* [What needs to be done] Write out each record below, word for word.
[Supplied information — start]
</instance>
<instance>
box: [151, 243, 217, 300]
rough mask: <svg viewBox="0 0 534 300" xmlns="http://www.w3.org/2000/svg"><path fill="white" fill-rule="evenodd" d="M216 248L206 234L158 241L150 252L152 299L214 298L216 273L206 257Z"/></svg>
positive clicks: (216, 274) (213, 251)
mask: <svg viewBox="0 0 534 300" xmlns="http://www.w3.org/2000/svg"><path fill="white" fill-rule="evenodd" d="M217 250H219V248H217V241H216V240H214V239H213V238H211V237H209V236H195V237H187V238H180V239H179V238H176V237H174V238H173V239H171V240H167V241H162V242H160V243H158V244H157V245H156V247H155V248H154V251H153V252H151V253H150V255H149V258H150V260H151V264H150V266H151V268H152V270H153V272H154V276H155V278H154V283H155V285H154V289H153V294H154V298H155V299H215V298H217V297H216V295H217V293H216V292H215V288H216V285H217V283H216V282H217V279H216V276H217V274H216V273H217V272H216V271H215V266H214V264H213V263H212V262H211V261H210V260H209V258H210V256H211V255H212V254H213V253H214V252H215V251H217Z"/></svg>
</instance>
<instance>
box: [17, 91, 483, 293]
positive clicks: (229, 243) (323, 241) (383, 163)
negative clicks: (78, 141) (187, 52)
[Supplied information — finish]
* [Output for this exercise]
</instance>
<instance>
box: [151, 243, 217, 300]
rough mask: <svg viewBox="0 0 534 300" xmlns="http://www.w3.org/2000/svg"><path fill="white" fill-rule="evenodd" d="M216 248L206 234L158 241L150 252L152 299L214 298L216 273L206 257Z"/></svg>
positive clicks: (216, 274) (213, 251)
mask: <svg viewBox="0 0 534 300" xmlns="http://www.w3.org/2000/svg"><path fill="white" fill-rule="evenodd" d="M217 250H219V248H217V241H216V240H214V239H213V238H211V237H209V236H195V237H187V238H180V239H179V238H176V237H174V238H173V239H171V240H167V241H162V242H160V243H158V244H157V245H156V247H155V248H154V251H153V252H151V253H150V255H149V258H150V260H151V264H150V266H151V268H152V270H153V272H154V276H155V278H154V283H155V285H154V289H153V294H154V298H155V299H215V298H217V297H216V295H217V293H216V292H215V288H216V285H217V283H216V282H217V279H216V276H217V274H216V273H217V272H216V271H215V266H214V264H213V263H212V262H211V261H210V260H209V258H210V256H211V255H212V254H213V253H214V252H215V251H217Z"/></svg>
</instance>
<instance>
box: [17, 91, 483, 293]
positive clicks: (229, 243) (323, 241) (383, 163)
negative clicks: (78, 141) (187, 52)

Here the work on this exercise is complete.